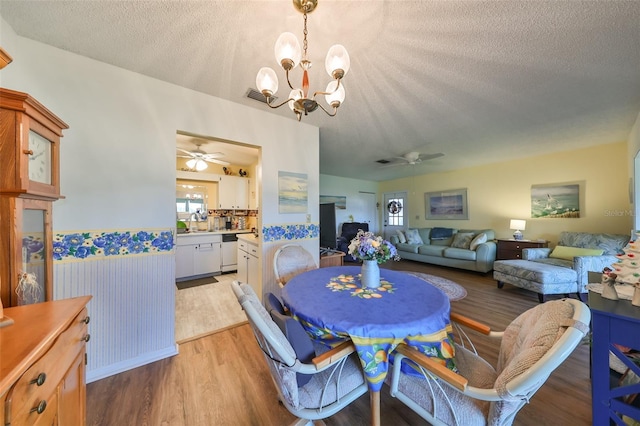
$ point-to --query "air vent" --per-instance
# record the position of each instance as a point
(258, 96)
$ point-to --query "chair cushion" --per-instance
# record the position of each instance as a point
(477, 240)
(462, 240)
(568, 253)
(413, 237)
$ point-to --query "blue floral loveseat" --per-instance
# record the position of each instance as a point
(563, 270)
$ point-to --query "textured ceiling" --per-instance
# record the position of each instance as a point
(480, 81)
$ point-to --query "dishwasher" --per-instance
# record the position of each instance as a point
(229, 252)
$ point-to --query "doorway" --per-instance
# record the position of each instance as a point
(394, 212)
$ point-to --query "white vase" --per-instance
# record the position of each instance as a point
(370, 274)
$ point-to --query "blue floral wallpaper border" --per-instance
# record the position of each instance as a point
(290, 232)
(95, 244)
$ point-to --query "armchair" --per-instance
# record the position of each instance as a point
(348, 233)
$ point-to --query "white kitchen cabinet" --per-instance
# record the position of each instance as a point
(198, 254)
(233, 193)
(249, 264)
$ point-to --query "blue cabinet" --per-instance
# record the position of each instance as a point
(613, 322)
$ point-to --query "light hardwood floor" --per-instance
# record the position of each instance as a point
(221, 379)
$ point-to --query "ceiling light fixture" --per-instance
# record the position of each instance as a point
(288, 55)
(198, 164)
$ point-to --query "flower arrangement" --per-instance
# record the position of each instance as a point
(367, 246)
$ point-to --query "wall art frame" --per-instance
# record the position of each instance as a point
(449, 204)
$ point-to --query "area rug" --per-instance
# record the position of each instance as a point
(195, 283)
(205, 310)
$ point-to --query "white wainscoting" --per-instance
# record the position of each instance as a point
(132, 310)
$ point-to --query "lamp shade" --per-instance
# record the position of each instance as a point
(518, 224)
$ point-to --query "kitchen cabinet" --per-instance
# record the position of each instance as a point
(198, 254)
(29, 183)
(249, 263)
(233, 193)
(42, 379)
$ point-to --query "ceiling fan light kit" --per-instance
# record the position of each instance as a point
(289, 55)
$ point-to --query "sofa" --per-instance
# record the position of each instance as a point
(348, 232)
(470, 249)
(565, 269)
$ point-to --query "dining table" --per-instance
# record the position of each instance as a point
(333, 306)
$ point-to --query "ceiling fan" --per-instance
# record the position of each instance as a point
(410, 158)
(198, 158)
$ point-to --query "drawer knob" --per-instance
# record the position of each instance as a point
(40, 408)
(39, 380)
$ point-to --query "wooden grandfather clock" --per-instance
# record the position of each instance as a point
(29, 183)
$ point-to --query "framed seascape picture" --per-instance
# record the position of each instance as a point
(450, 204)
(292, 192)
(555, 201)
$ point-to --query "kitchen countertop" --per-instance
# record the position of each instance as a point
(224, 231)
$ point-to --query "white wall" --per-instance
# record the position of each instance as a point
(358, 193)
(118, 157)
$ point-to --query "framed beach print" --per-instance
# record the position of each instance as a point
(292, 192)
(450, 204)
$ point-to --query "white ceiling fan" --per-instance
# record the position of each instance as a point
(198, 158)
(410, 158)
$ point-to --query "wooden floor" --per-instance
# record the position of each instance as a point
(221, 379)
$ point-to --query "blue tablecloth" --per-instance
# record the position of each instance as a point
(332, 306)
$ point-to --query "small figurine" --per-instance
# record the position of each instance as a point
(608, 284)
(636, 294)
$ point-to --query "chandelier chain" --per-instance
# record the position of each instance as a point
(304, 41)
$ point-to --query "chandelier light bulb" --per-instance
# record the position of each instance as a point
(287, 50)
(337, 59)
(335, 97)
(267, 81)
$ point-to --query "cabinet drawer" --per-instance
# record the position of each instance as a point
(41, 380)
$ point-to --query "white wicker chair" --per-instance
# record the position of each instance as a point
(532, 346)
(336, 377)
(291, 260)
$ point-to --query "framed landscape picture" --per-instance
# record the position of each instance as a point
(450, 204)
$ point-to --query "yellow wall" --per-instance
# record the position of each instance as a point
(499, 192)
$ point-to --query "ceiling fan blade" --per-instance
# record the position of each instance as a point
(431, 156)
(185, 151)
(213, 160)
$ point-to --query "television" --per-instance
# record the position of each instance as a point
(328, 230)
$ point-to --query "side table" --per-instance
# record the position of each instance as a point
(512, 249)
(612, 322)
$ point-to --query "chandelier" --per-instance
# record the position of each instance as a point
(288, 55)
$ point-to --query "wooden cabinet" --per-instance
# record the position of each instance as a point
(512, 249)
(42, 375)
(198, 254)
(233, 193)
(29, 182)
(249, 264)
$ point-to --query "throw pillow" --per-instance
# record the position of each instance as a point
(462, 240)
(413, 237)
(479, 239)
(568, 253)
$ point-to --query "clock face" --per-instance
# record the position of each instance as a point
(40, 160)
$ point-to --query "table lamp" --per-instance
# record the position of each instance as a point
(517, 225)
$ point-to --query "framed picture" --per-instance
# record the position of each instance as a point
(450, 204)
(555, 201)
(292, 192)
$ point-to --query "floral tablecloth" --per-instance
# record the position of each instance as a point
(332, 307)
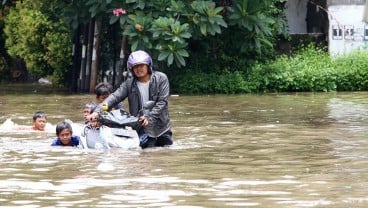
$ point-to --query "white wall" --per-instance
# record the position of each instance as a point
(346, 29)
(296, 14)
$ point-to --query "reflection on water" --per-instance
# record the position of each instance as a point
(275, 150)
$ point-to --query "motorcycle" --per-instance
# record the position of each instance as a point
(113, 129)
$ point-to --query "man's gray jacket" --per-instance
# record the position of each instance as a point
(159, 91)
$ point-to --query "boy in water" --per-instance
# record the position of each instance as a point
(88, 108)
(39, 121)
(102, 91)
(64, 133)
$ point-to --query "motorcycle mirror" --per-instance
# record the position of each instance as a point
(149, 105)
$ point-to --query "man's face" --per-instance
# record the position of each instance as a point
(140, 70)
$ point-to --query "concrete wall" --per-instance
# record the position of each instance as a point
(347, 31)
(296, 14)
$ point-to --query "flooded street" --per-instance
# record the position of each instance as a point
(272, 150)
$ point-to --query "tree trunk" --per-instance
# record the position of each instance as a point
(89, 55)
(95, 56)
(122, 70)
(76, 59)
(82, 75)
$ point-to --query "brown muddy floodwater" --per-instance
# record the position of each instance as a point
(271, 150)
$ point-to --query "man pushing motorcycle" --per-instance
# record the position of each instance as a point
(145, 85)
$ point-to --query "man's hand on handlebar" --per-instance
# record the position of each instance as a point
(143, 121)
(92, 117)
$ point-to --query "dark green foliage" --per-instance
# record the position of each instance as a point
(311, 69)
(40, 38)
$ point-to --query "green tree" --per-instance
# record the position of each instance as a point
(43, 41)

- _What needs to be done_
Reproduce the material above in full and without alteration, but skip all pictures.

- _Answer to this task_
$ point-to --query "air vent" --per-instance
# record the position of each instance as a point
(258, 96)
$ point-to --query "chair cushion" --per-instance
# record the position of each instance as a point
(477, 240)
(462, 240)
(568, 253)
(413, 237)
$ point-to --query "blue floral loveseat" --per-instance
# record the position of each instance as a point
(563, 270)
$ point-to --query "textured ceiling" --per-instance
# record the position of each instance as a point
(480, 81)
$ point-to --query "dishwasher" --per-instance
# record the position of each instance as a point
(229, 252)
$ point-to --query "doorway" --per-instance
# record the position of each instance as a point
(394, 212)
$ point-to --query "white vase" --per-instance
# record the position of each instance as a point
(370, 274)
$ point-to --query "blue floral wallpaper border" --per-instance
# record the position of each instance as a point
(290, 232)
(95, 244)
$ point-to --query "armchair" --per-instance
# record the position of each instance as a point
(348, 233)
$ point-to --query "white kitchen cabinet" --per-instance
# record the position of each instance as a point
(198, 254)
(233, 193)
(249, 264)
$ point-to --query "blue cabinet" --per-instance
# record the position of each instance as a point
(613, 322)
$ point-to --query "light hardwood floor" --per-instance
# record the position of each instance as a point
(221, 379)
$ point-to --query "ceiling light fixture" --per-instance
# record the position of each instance as a point
(288, 55)
(198, 164)
$ point-to --query "flower arrangement" --per-instance
# record the position of each instance as a point
(367, 246)
$ point-to --query "wall art frame" --per-instance
# record the position of each instance as a point
(449, 204)
$ point-to --query "area rug" --per-instance
# record the position of each instance as a point
(195, 283)
(205, 310)
$ point-to --query "white wainscoting" --per-instance
# record the position of each instance as a point
(132, 310)
$ point-to --query "lamp shade" --per-instance
# record the position of each instance as a point
(518, 224)
$ point-to --query "kitchen cabinet" --per-instance
# record the position of each instance as a point
(198, 254)
(29, 183)
(249, 263)
(233, 193)
(42, 379)
$ point-to --query "ceiling fan light kit" --per-instance
# record the position of each instance as a point
(289, 55)
$ point-to --query "sofa" --per-instance
# record the position of each instance as a point
(348, 232)
(470, 249)
(565, 269)
$ point-to --query "dining table" --per-instance
# record the position of each instance as a point
(333, 306)
$ point-to --query "ceiling fan" --per-instance
# record the position of each instance as a point
(410, 158)
(198, 158)
$ point-to --query "drawer knob" --per-instance
# record the position of each instance as a point
(40, 408)
(39, 380)
$ point-to --query "wooden grandfather clock" --per-instance
# record the position of each instance as a point
(29, 183)
$ point-to --query "framed seascape picture" --per-instance
# record the position of each instance as a point
(450, 204)
(292, 192)
(555, 201)
$ point-to --query "kitchen countertop" --per-instance
# record the position of each instance as a point
(224, 231)
$ point-to --query "white wall" --per-instance
# record the position of each instance as a point
(358, 193)
(118, 157)
$ point-to --query "framed beach print" --per-instance
# record the position of each instance as a point
(292, 192)
(450, 204)
$ point-to --query "white ceiling fan" --per-instance
# record the position of each instance as a point
(198, 158)
(410, 158)
$ point-to --query "wooden floor" --per-instance
# record the position of each instance as a point
(221, 379)
$ point-to --query "blue tablecloth" --per-instance
# record the position of each instance as a point
(332, 306)
$ point-to --query "small figurine" --per-instance
# record the position of each instance as a point
(608, 284)
(636, 294)
$ point-to --query "chandelier chain" --per-instance
# record the position of each instance as a point
(304, 41)
$ point-to --query "chandelier light bulb" --per-instance
# record the position of each instance as a point
(287, 50)
(337, 59)
(335, 97)
(267, 81)
$ point-to --query "cabinet drawer" --per-instance
# record the position of each instance as a point
(41, 380)
$ point-to --query "white wicker chair" --per-instance
# record the position of each instance as a point
(532, 346)
(336, 377)
(291, 260)
$ point-to --query "framed landscape picture" --per-instance
# record the position of each instance as a point
(450, 204)
$ point-to --query "yellow wall" --per-instance
# record the position of each instance as a point
(499, 192)
$ point-to --query "ceiling fan blade" --per-instance
# record the position of each instance as a point
(431, 156)
(185, 151)
(213, 160)
$ point-to --query "television" --per-instance
# record the position of each instance as a point
(328, 230)
$ point-to --query "side table" --per-instance
# record the position of each instance as a point
(512, 249)
(612, 322)
$ point-to --query "chandelier" --per-instance
# record the position of each instance as a point
(288, 55)
$ point-to --query "wooden cabinet" --per-instance
# record the position of each instance as a point
(512, 249)
(42, 375)
(198, 254)
(233, 193)
(29, 182)
(249, 264)
$ point-to --query "throw pillow" --per-instance
# record the position of each instance as a point
(462, 240)
(413, 237)
(479, 239)
(568, 253)
$ point-to --query "clock face" --per-instance
# record the position of each instance as a point
(40, 160)
$ point-to --query "table lamp" --per-instance
# record the position of each instance as a point
(517, 225)
$ point-to --query "framed picture" --per-instance
# record the position of each instance as a point
(450, 204)
(555, 201)
(292, 192)
$ point-to --query "floral tablecloth" --per-instance
# record the position of each instance as a point
(332, 307)
$ point-to --query "white wall" --per-instance
# record the position of each instance as a point
(346, 29)
(296, 14)
$ point-to --query "reflection on water" --per-instance
# record the position of each instance as a point
(275, 150)
$ point-to --query "motorcycle" --per-instance
# record the position of each instance as a point
(113, 129)
$ point-to --query "man's gray jacket" --per-instance
# record the position of each instance as a point
(159, 91)
$ point-to --query "boy in water" --per-instance
# record the position of each instance as a point
(88, 108)
(39, 121)
(102, 91)
(64, 133)
$ point-to --query "motorcycle mirror" --per-instance
# record the position of each instance as a point
(149, 105)
$ point-to --query "man's face" --per-instance
# record the position of each instance as a point
(140, 70)
$ point-to --query "concrete wall" --per-instance
# record the position of each instance as a point
(347, 31)
(296, 14)
$ point-to --query "flooded street" --per-instance
# record the position of each instance as a point
(272, 150)
$ point-to --query "tree trunk" --per-instance
# record the position of each instance as a point
(89, 55)
(95, 56)
(122, 70)
(76, 59)
(82, 75)
$ point-to --query "brown muddy floodwater" --per-instance
# record the position of each instance as a point
(271, 150)
$ point-to --query "man pushing motorcycle" --per-instance
# record the position of each instance as a point
(145, 85)
$ point-to --query "man's hand on handlebar" --per-instance
# record the position of each instance as a point
(143, 121)
(92, 117)
$ point-to --query "dark green foliage" --per-instance
# record the position of each instance as a point
(311, 69)
(40, 38)
$ point-to --query "green tree" --per-instance
# record the position of each instance as a point
(43, 41)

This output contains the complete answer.